** Opening Data block **

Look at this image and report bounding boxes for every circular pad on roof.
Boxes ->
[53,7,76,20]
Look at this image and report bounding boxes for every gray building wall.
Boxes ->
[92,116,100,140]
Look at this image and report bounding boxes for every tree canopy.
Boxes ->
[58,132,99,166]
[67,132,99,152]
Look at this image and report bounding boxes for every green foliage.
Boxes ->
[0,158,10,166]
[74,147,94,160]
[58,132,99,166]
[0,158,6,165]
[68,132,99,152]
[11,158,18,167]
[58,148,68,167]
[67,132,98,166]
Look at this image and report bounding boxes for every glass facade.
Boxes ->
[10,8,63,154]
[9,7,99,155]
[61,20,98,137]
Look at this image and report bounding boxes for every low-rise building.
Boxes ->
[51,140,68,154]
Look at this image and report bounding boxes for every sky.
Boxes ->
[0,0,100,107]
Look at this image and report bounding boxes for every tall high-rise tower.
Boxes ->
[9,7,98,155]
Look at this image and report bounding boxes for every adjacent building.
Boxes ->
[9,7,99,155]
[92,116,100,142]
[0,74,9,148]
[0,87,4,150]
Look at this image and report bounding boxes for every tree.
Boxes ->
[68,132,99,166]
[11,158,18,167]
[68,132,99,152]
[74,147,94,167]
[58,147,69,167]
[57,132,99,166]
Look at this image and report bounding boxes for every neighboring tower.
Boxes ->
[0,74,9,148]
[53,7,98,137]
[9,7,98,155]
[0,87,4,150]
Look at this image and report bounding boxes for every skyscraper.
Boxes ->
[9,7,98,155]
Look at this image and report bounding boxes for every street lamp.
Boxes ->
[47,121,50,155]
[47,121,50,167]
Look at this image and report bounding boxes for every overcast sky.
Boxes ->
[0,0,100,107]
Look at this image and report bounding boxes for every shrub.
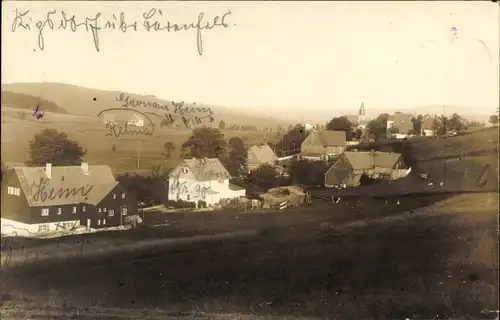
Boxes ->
[197,200,207,208]
[163,199,196,209]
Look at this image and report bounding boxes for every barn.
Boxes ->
[324,151,410,188]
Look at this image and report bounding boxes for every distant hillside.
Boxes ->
[1,82,291,129]
[289,105,495,125]
[1,90,68,114]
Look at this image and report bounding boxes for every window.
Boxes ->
[103,219,106,225]
[98,219,101,226]
[108,209,115,217]
[121,207,127,215]
[72,207,77,213]
[57,208,62,215]
[82,205,86,212]
[8,187,21,196]
[98,208,101,213]
[41,208,49,216]
[103,208,107,212]
[38,224,49,233]
[112,193,116,199]
[121,193,126,199]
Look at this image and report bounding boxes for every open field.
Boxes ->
[0,193,453,256]
[1,193,498,319]
[1,106,280,171]
[356,127,499,161]
[410,127,499,160]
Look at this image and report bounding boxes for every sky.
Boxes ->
[2,1,499,116]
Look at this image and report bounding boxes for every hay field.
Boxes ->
[1,107,279,171]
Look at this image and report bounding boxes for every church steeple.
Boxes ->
[358,102,366,122]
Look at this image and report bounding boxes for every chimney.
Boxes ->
[81,162,89,175]
[45,163,52,179]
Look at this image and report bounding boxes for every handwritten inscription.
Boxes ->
[11,8,233,55]
[32,103,44,120]
[169,172,212,200]
[97,108,164,138]
[30,177,94,203]
[116,94,215,128]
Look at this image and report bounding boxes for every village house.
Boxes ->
[168,158,245,207]
[247,144,278,171]
[300,129,347,161]
[324,151,410,188]
[1,163,138,237]
[387,112,414,136]
[421,116,435,136]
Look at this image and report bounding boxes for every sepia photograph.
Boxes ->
[1,1,499,319]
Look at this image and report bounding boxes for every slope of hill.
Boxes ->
[1,82,291,129]
[1,90,68,114]
[292,105,494,125]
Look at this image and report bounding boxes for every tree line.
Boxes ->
[2,91,68,114]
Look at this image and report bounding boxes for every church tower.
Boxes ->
[358,102,366,123]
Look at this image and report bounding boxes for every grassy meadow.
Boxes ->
[1,193,498,318]
[1,107,280,172]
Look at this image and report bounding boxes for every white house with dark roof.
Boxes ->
[1,162,138,237]
[168,158,245,207]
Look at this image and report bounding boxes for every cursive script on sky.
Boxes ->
[11,8,233,55]
[116,93,216,129]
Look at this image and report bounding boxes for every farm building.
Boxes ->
[300,129,347,160]
[168,158,245,207]
[421,116,435,136]
[324,151,410,188]
[1,163,138,237]
[387,112,414,136]
[260,186,307,208]
[247,144,278,171]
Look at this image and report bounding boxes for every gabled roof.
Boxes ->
[304,130,347,147]
[341,152,402,170]
[422,117,434,130]
[171,158,231,181]
[14,165,118,207]
[248,144,277,164]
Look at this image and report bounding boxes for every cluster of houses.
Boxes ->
[343,102,436,139]
[1,111,413,237]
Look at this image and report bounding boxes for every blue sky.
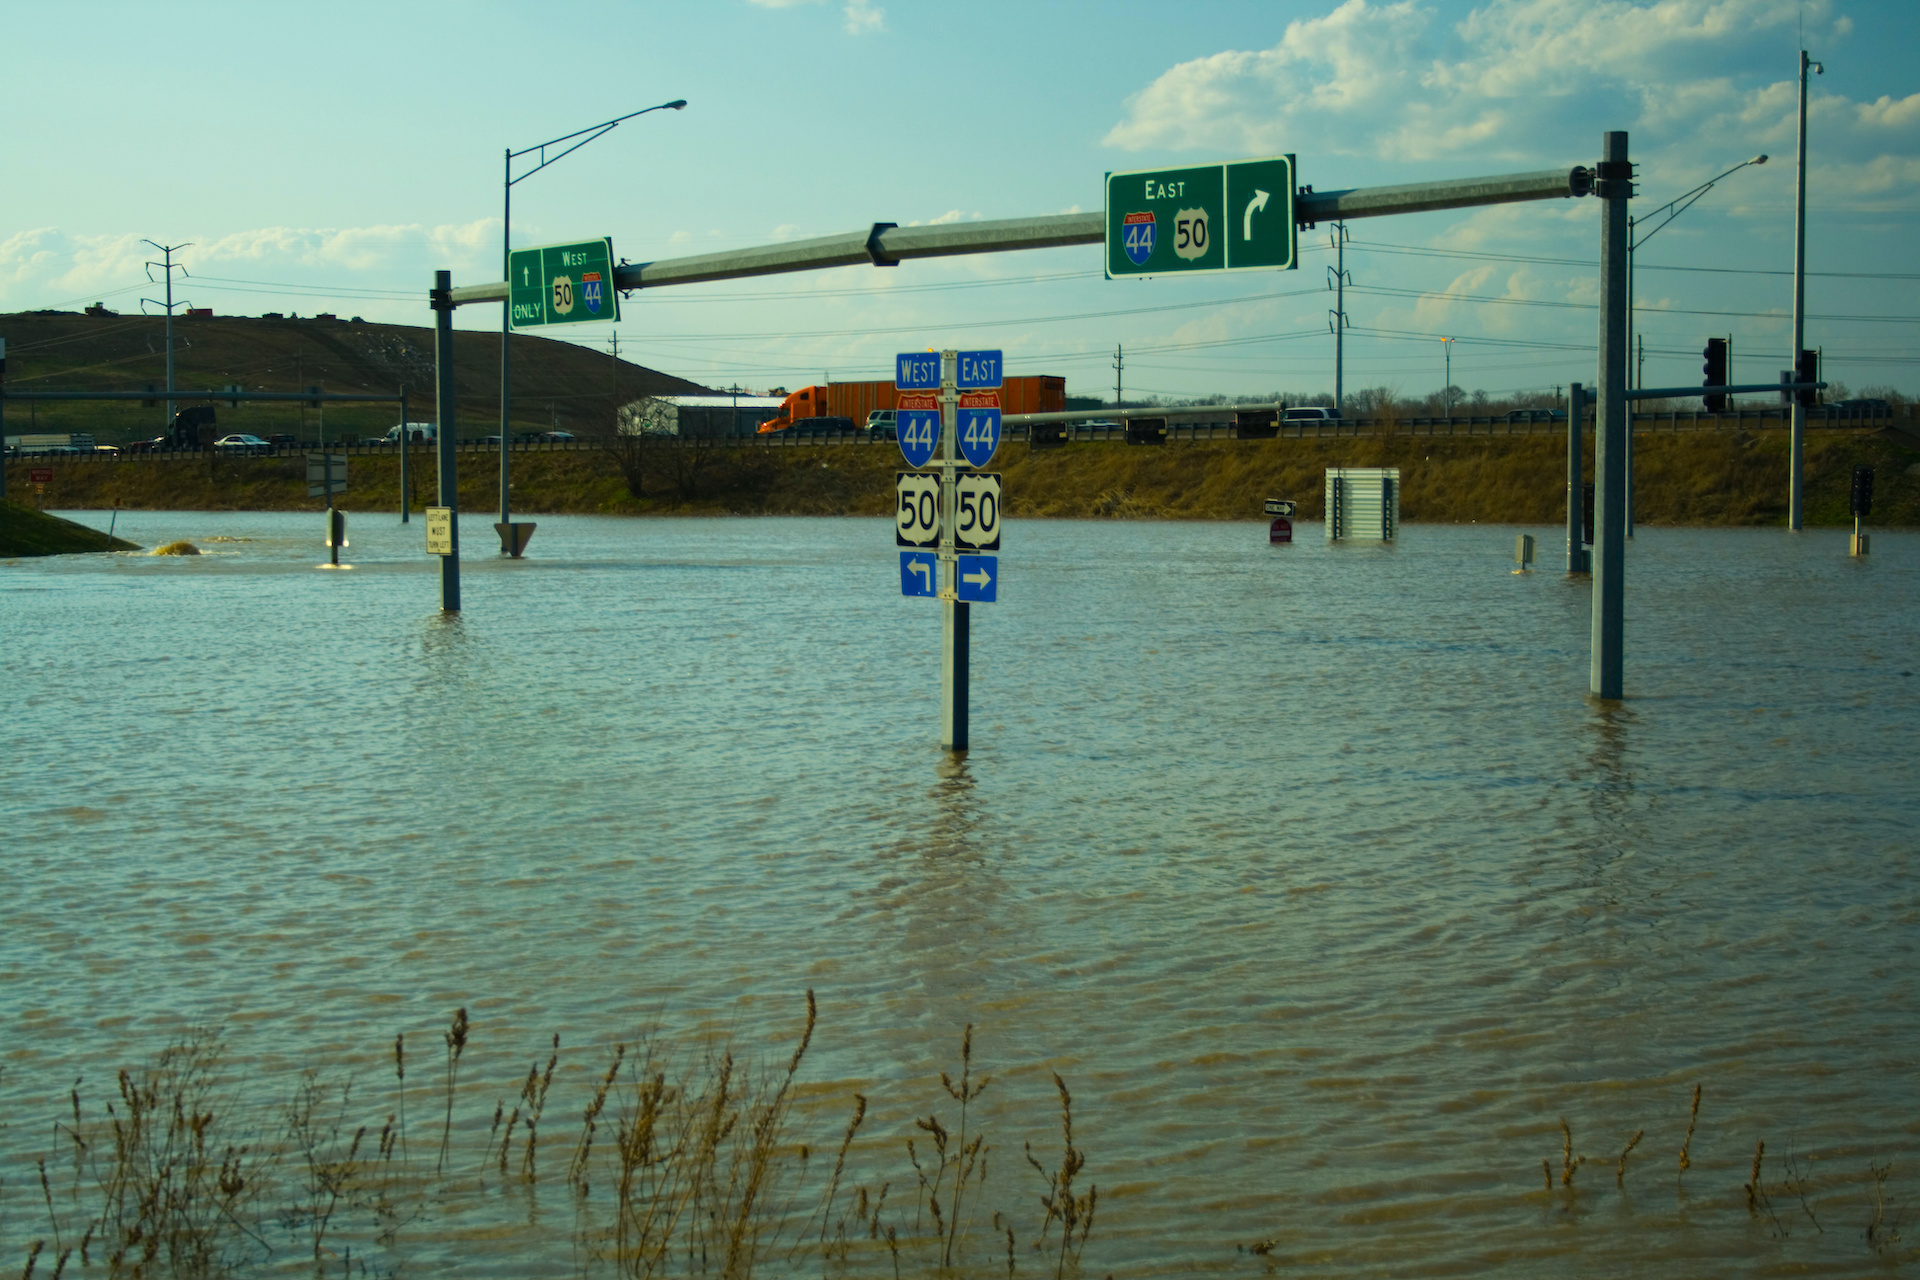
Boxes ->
[3,0,1915,402]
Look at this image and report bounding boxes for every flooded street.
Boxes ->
[3,511,1916,1277]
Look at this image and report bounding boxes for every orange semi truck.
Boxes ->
[757,376,1066,433]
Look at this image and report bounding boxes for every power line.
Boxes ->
[1348,237,1920,280]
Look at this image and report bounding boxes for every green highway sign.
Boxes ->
[509,237,620,329]
[1105,155,1297,278]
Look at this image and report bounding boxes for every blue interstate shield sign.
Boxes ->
[957,408,1000,468]
[582,272,604,314]
[1122,212,1155,266]
[897,410,941,469]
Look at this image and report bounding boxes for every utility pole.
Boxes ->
[141,240,192,429]
[610,330,619,434]
[1592,131,1633,700]
[1441,337,1453,416]
[1113,344,1123,410]
[1789,49,1822,531]
[1328,222,1350,415]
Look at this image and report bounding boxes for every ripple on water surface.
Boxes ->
[3,512,1917,1277]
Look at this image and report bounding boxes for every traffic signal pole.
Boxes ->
[1789,50,1820,531]
[1567,382,1585,574]
[1592,132,1631,701]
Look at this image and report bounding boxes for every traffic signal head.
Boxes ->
[1702,338,1728,412]
[1851,464,1874,519]
[1795,349,1819,408]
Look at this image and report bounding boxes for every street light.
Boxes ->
[1627,154,1767,391]
[1441,336,1454,416]
[495,98,686,552]
[1624,153,1766,534]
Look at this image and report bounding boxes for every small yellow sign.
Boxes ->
[425,506,453,556]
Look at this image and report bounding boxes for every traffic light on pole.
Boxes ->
[1851,464,1874,519]
[1795,349,1819,408]
[1702,338,1728,412]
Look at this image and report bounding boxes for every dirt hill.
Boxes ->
[10,427,1914,527]
[0,310,710,444]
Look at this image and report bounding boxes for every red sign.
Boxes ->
[959,391,1000,410]
[897,392,937,411]
[29,468,54,484]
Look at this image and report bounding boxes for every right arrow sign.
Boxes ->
[955,554,998,604]
[1225,156,1296,270]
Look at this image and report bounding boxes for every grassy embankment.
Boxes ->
[0,499,139,556]
[9,427,1918,526]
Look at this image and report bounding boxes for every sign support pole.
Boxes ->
[398,387,410,523]
[938,349,968,751]
[432,270,461,612]
[1591,133,1629,700]
[500,147,514,541]
[1567,382,1584,574]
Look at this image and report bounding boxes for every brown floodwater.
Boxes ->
[2,511,1915,1277]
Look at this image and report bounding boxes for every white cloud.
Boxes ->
[0,221,500,314]
[1103,0,1857,164]
[843,0,884,34]
[742,0,883,34]
[1857,93,1920,131]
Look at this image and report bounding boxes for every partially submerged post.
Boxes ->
[1566,382,1588,573]
[398,387,410,524]
[1591,132,1632,700]
[431,271,461,611]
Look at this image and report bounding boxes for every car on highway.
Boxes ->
[533,430,575,443]
[1282,406,1336,422]
[866,410,897,440]
[214,434,272,454]
[1503,409,1567,422]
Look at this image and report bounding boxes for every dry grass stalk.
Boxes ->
[717,989,817,1278]
[1025,1072,1096,1280]
[1866,1159,1904,1256]
[813,1092,867,1248]
[1617,1130,1644,1189]
[392,1032,410,1169]
[568,1043,628,1197]
[89,1036,267,1276]
[521,1034,561,1180]
[1558,1117,1584,1187]
[938,1024,992,1267]
[438,1007,469,1174]
[1679,1084,1701,1176]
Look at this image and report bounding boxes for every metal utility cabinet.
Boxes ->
[1325,468,1399,541]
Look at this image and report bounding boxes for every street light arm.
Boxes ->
[507,99,687,183]
[1630,156,1767,250]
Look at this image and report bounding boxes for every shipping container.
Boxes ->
[759,376,1066,432]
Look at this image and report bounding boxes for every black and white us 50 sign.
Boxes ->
[896,472,940,547]
[954,472,1001,551]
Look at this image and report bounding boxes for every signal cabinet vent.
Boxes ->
[1325,467,1399,542]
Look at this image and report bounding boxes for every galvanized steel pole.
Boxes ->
[432,271,461,612]
[1591,133,1631,700]
[500,147,513,532]
[1789,50,1817,531]
[938,349,968,751]
[399,387,410,524]
[1567,382,1585,574]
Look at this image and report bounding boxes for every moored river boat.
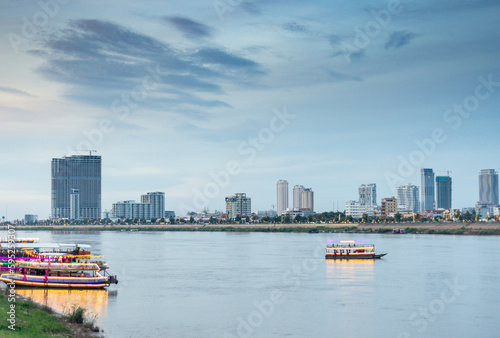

** Closing Data block **

Directions for this task. Among the lines of the data, find every one that holds "light" and copy it.

Answer section.
Look at this image and report bounding boxes for every street light.
Look at this image and report bounding boxes for every traffic light on pole.
Look at this image and report bounding boxes for every street light arm.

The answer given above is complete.